____ Given passage

Monday, Jun. 27, 1977

Darkening Storm over Gulf

Few U.S. corporations have been so badly tarred by revelations of illegal political contributions at home and questionable payments abroad as Gulf Oil Corp. Since those dark days a year and a half ago, Gulf had seemed to make considerable progress in restoring its reputation. Among other things, it ousted Chairman Bob Dorsey and replaced him with Jerry McAfee, who had run its Canadian oil subsidiary and had no connection with the payoffs. Yet last week the Pittsburgh-based multinational was enmeshed in a new web of scandal--especially concerning a uranium price-fixing cartel that it had joined with McAfee's awareness.

That was not Gulfs only problem. A federal grand jury in Pittsburgh last week also indicted two Gulf executives, Vice President Fred W. Standefer and Tax Compliance Manager Joseph F. Fitzgerald, on charges of bribing an Internal Revenue Service agent who audited Gulfs books. According to the indictment, Gulf paid $3,300 in air fares, lodging and other perks, to send the tax man, Cyril J. Niederberger, and his family on five vacation trips to such places as Pebble Beach, Calif., and Las Vegas. Niederberger has already been convicted for his part in the scandal and is appealing a six-month jail sentence. During his trial the Government charged that Niederberger greatly underestimated the amount Gulf paid to political candidates.

Serious as the bribery charges were, they are far overshadowed by the uranium cartel. Gulf, through its Canadian mining subsidiary, was the only U.S.-affiliated member. Other participants were the governments of Canada, France, Australia and South Africa, a string of major uranium-producing companies in those countries and an English-based mining company, Rio Tinto-Zinc. According to a stack of sensitive Gulf and Canadian government documents--subpoenaed by a House Commerce subcommittee and made public last week --the cartel was highly organized, with a paid secretariat in Paris and detailed rules for 5 rigging bids, allocating markets and driving up prices.

Though the cartel existed only from 1972 to 1975, it appears to have hit a jackpot. During that period world uranium prices exploded from $6 a pound to more than $40; they are still around that level.

One consequence of the price rise was that Westinghouse Electric Corp. in 1975 reneged on contracts it had made with 27 U.S. utilities to supply them with uranium for their reactors at an average price of $9.50 a pound for 20 years. The utilities sued Westinghouse and the matter is still before the courts. Westinghouse in turn sued 29 uranium producers, including Gulf, charging them with price fixing. A Washington grand jury began investigating last year after the Justice Department, which is also probing the matter, received a number of Gulf documents. If an antitrust case against the producers could be made to stick, Westinghouse's legal justification for scrapping its contracts would be greatly strengthened.

The disclosure of the documents by the subcommittee was protested by embarrassed Gulf officials. McAfee and other Gulf executives have contended that Gulf was in effect pressured by the Canadians to join the cartel under an implied threat of being run out of Canada. Congressman Albert A. Gore Jr., a Tennessee Democrat, sarcastically told McAfee: "You say that Gulf Oil was some kind of corporate Patty Hearst, you were forced to do this." A former Gulf official, L.T. Gregg, testified that he had helped to draft a letter that went out on Canadian government stationery asking Gulf to join the cartel. Other papers, the subcommittee contends, portray Gulf as a willing, even eager, participant. A Gulf representative helped draw up the cartel's rules, and Gregg conceded that he had proposed one specific price increase.

________
____ Dataset entries

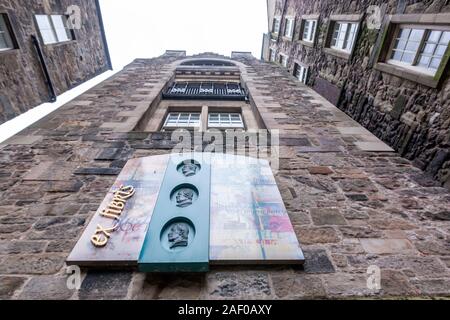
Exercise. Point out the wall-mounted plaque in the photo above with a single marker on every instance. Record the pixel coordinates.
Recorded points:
(184, 212)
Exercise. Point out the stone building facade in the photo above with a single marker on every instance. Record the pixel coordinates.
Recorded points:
(353, 202)
(406, 106)
(67, 51)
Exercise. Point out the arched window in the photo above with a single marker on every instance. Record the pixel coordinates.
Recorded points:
(208, 63)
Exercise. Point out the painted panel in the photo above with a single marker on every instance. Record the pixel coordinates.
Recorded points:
(125, 243)
(249, 222)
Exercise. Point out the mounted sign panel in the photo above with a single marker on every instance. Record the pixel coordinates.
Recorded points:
(176, 203)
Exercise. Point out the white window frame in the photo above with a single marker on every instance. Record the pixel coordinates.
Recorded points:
(302, 76)
(276, 24)
(272, 54)
(284, 60)
(221, 123)
(419, 51)
(346, 38)
(6, 34)
(311, 25)
(189, 124)
(50, 28)
(289, 27)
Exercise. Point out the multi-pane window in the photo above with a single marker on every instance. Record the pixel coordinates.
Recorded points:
(6, 42)
(309, 30)
(289, 27)
(301, 72)
(344, 34)
(420, 49)
(225, 120)
(283, 60)
(182, 120)
(276, 25)
(272, 55)
(53, 28)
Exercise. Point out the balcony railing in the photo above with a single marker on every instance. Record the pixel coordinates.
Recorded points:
(203, 90)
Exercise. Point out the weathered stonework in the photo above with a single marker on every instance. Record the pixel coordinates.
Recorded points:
(351, 207)
(412, 118)
(22, 81)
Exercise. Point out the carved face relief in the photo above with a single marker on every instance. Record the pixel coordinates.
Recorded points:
(184, 197)
(189, 169)
(178, 235)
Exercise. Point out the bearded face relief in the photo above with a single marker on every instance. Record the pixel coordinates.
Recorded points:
(189, 169)
(184, 197)
(178, 235)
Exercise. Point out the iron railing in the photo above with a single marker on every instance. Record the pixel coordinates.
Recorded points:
(205, 90)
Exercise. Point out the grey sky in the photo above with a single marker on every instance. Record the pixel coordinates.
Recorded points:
(146, 28)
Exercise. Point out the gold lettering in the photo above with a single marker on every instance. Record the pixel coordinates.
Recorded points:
(113, 211)
(99, 240)
(119, 199)
(110, 214)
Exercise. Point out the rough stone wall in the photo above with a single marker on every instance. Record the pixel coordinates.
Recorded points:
(22, 82)
(350, 208)
(412, 118)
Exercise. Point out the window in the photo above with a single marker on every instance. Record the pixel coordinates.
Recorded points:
(276, 25)
(182, 120)
(344, 34)
(283, 60)
(6, 41)
(301, 72)
(272, 55)
(53, 28)
(289, 27)
(419, 49)
(309, 30)
(225, 120)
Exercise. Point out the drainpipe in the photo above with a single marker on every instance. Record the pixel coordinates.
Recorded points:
(50, 86)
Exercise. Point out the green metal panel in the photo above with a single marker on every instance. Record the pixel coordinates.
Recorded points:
(178, 236)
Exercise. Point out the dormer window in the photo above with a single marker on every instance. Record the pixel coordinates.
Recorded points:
(182, 120)
(225, 120)
(54, 28)
(309, 30)
(344, 35)
(276, 25)
(289, 27)
(419, 49)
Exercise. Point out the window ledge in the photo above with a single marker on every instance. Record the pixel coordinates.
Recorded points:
(306, 43)
(10, 51)
(57, 44)
(404, 73)
(337, 53)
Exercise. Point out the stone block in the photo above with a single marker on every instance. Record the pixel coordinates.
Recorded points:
(105, 285)
(46, 288)
(289, 285)
(317, 261)
(327, 216)
(98, 171)
(9, 285)
(387, 246)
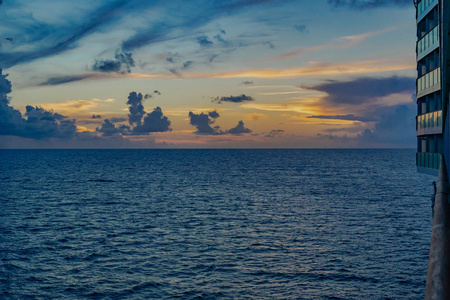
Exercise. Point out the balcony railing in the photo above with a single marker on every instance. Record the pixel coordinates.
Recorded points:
(428, 160)
(429, 82)
(423, 5)
(428, 42)
(429, 120)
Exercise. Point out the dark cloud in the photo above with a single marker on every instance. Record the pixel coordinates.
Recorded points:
(38, 124)
(233, 99)
(108, 65)
(300, 28)
(204, 121)
(213, 57)
(109, 128)
(203, 41)
(203, 124)
(396, 128)
(65, 79)
(153, 122)
(45, 39)
(117, 120)
(364, 90)
(275, 132)
(348, 117)
(187, 64)
(269, 43)
(136, 109)
(239, 129)
(213, 114)
(368, 4)
(65, 37)
(150, 95)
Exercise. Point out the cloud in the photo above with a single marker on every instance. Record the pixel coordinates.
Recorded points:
(136, 109)
(275, 133)
(395, 129)
(315, 69)
(38, 124)
(239, 129)
(65, 79)
(364, 90)
(203, 124)
(108, 65)
(64, 37)
(109, 128)
(234, 99)
(187, 64)
(117, 120)
(300, 28)
(203, 41)
(348, 117)
(153, 122)
(368, 4)
(196, 17)
(214, 114)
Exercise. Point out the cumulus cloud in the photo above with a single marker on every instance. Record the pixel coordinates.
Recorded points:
(239, 129)
(203, 122)
(109, 128)
(38, 124)
(136, 108)
(153, 122)
(213, 114)
(108, 65)
(233, 99)
(368, 4)
(348, 117)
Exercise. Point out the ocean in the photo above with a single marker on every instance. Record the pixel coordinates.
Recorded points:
(213, 224)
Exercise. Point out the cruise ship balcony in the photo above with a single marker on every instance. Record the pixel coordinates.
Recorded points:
(429, 83)
(429, 123)
(428, 163)
(428, 43)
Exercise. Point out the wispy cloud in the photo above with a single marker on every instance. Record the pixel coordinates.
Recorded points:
(344, 42)
(368, 4)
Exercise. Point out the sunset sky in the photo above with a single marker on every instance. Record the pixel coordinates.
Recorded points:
(207, 74)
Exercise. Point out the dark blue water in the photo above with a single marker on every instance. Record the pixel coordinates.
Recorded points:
(213, 224)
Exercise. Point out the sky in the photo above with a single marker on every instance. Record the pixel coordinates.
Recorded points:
(207, 74)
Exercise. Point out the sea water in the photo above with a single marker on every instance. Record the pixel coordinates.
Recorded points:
(213, 224)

________

Tasks to carry out:
1 > According to the Gulf Oil article, how much did Gulf pay to send the IRS agent and his family on vacation trips?
2 > Reproduce everything in the Gulf Oil article from "Though the cartel" down to "around that level.".

Exercise answers:
1 > $3,300

2 >
Though the cartel existed only from 1972 to 1975, it appears to have hit a jackpot. During that period world uranium prices exploded from $6 a pound to more than $40; they are still around that level.